Dataset extract:
Segment Open

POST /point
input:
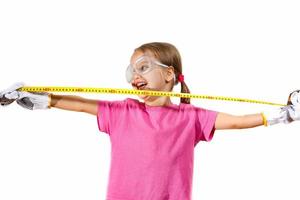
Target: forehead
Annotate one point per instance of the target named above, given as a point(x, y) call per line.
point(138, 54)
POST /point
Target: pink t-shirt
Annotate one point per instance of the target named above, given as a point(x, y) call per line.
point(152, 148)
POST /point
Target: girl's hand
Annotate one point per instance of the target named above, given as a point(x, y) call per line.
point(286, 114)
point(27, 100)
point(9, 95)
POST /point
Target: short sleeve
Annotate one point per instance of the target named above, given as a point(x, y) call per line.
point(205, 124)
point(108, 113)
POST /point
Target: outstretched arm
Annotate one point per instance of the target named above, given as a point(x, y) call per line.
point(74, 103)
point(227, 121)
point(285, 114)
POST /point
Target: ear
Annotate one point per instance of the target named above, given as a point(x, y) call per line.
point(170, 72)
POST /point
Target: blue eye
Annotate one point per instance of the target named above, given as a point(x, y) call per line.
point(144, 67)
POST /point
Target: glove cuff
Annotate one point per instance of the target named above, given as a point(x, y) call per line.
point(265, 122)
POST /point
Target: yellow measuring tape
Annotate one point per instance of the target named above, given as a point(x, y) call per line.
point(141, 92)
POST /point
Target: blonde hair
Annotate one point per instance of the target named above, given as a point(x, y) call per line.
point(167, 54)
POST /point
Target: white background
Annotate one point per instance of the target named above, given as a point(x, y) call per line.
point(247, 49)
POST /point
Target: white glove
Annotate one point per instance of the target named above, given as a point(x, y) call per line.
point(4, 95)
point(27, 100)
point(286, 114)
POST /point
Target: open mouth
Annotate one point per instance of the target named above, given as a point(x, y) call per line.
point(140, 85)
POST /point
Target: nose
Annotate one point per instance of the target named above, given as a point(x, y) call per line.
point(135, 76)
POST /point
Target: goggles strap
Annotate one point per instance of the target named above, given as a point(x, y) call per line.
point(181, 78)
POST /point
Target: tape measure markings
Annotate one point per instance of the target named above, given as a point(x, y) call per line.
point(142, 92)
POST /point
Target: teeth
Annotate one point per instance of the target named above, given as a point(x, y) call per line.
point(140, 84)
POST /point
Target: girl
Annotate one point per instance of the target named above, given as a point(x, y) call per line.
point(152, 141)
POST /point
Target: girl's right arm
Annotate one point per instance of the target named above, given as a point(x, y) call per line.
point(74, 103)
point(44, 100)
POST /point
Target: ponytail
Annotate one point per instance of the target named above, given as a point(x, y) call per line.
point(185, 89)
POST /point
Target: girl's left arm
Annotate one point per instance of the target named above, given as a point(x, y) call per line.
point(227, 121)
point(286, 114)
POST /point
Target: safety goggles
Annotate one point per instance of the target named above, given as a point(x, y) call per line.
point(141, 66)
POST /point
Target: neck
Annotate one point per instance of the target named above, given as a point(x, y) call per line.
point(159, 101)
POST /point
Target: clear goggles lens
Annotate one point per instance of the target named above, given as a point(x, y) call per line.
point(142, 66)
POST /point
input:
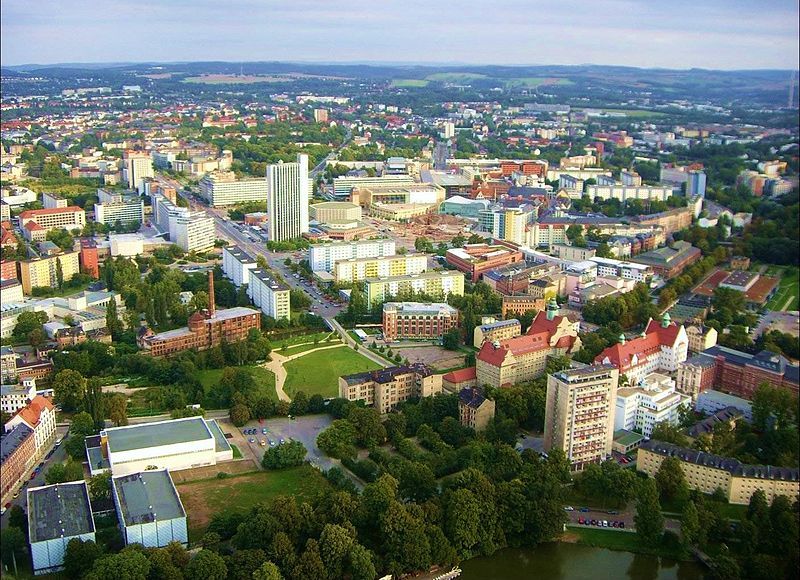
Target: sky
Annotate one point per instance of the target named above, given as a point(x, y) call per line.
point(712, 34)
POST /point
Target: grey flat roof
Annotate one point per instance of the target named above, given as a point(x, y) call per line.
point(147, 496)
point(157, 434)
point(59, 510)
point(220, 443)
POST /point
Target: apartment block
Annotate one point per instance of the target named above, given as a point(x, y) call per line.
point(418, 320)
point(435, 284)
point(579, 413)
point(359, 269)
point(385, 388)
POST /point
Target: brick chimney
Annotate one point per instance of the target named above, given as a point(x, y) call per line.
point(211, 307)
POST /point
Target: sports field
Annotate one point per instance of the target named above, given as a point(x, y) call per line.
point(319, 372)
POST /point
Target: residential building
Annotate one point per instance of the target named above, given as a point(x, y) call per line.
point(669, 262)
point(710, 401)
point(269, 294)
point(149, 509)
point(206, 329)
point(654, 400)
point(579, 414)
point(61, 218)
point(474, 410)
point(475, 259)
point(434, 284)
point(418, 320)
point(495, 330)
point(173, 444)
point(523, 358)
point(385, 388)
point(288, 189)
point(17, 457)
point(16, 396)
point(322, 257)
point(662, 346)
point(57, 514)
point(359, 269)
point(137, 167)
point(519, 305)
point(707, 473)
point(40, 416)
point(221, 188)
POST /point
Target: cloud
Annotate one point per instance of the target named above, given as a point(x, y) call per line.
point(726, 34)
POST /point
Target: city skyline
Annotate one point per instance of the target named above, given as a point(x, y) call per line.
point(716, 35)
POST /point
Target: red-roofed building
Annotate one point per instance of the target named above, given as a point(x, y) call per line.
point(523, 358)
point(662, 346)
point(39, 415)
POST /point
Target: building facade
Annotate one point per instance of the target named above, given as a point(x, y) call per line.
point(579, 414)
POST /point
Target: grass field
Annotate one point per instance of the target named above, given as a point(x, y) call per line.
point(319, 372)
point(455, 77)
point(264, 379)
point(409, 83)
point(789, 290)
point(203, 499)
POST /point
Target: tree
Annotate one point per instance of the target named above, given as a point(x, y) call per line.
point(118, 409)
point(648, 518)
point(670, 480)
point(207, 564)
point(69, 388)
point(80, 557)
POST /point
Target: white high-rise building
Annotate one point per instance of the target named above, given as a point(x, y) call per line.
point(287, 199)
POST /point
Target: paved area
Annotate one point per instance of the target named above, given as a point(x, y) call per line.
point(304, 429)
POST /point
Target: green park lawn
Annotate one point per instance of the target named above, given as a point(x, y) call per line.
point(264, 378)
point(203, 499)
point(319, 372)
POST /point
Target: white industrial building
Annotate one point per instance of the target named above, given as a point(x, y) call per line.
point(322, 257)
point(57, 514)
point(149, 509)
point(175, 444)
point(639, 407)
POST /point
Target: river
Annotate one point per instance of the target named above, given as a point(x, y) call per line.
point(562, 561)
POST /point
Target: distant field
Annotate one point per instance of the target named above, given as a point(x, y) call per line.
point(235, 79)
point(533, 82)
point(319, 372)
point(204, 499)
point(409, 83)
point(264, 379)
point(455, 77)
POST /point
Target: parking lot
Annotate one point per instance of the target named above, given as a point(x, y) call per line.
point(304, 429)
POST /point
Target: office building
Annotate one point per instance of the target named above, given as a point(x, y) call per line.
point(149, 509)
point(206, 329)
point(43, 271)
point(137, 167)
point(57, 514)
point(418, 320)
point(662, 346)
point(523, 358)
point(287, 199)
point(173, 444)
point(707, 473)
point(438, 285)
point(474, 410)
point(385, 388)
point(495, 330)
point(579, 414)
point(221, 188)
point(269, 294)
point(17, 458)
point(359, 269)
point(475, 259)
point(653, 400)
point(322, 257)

Segment Closed
Segment Open

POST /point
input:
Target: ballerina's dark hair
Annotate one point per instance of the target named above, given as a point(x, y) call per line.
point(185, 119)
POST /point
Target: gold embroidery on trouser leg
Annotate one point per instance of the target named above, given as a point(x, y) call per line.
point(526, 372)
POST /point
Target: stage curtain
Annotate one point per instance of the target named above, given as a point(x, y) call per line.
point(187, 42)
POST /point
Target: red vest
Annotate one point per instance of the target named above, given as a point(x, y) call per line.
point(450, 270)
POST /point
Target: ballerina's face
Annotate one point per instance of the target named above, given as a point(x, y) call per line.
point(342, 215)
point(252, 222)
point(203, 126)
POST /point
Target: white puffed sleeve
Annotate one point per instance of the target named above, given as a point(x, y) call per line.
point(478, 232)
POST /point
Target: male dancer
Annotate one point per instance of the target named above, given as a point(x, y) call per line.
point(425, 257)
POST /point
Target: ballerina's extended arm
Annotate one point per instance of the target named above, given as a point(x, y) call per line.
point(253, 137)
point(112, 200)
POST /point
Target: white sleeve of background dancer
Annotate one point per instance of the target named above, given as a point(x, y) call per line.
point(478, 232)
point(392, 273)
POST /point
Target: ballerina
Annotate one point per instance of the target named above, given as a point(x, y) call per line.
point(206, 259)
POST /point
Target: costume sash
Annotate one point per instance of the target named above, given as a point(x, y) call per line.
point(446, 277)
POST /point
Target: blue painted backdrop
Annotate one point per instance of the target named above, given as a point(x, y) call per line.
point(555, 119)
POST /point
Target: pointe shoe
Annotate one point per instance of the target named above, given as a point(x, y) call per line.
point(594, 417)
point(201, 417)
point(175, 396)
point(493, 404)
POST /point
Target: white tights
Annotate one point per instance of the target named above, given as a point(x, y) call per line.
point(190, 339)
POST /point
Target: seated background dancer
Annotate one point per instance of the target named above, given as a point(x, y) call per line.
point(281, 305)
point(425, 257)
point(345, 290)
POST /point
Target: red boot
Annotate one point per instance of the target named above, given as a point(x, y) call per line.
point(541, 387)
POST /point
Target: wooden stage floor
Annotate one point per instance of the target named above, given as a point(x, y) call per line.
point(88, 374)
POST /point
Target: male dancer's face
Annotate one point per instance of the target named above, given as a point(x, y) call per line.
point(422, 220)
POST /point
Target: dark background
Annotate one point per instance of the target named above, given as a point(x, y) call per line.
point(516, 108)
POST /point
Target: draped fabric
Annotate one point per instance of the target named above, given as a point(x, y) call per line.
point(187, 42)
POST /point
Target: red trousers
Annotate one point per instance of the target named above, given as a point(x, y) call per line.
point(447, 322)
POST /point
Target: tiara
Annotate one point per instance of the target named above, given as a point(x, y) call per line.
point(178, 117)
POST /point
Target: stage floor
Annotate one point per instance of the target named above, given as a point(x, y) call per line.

Segment Closed

Work order: Return every line from the entries above that includes the word "face".

Response to this task:
Target: ballerina's face
Target: male dancer's face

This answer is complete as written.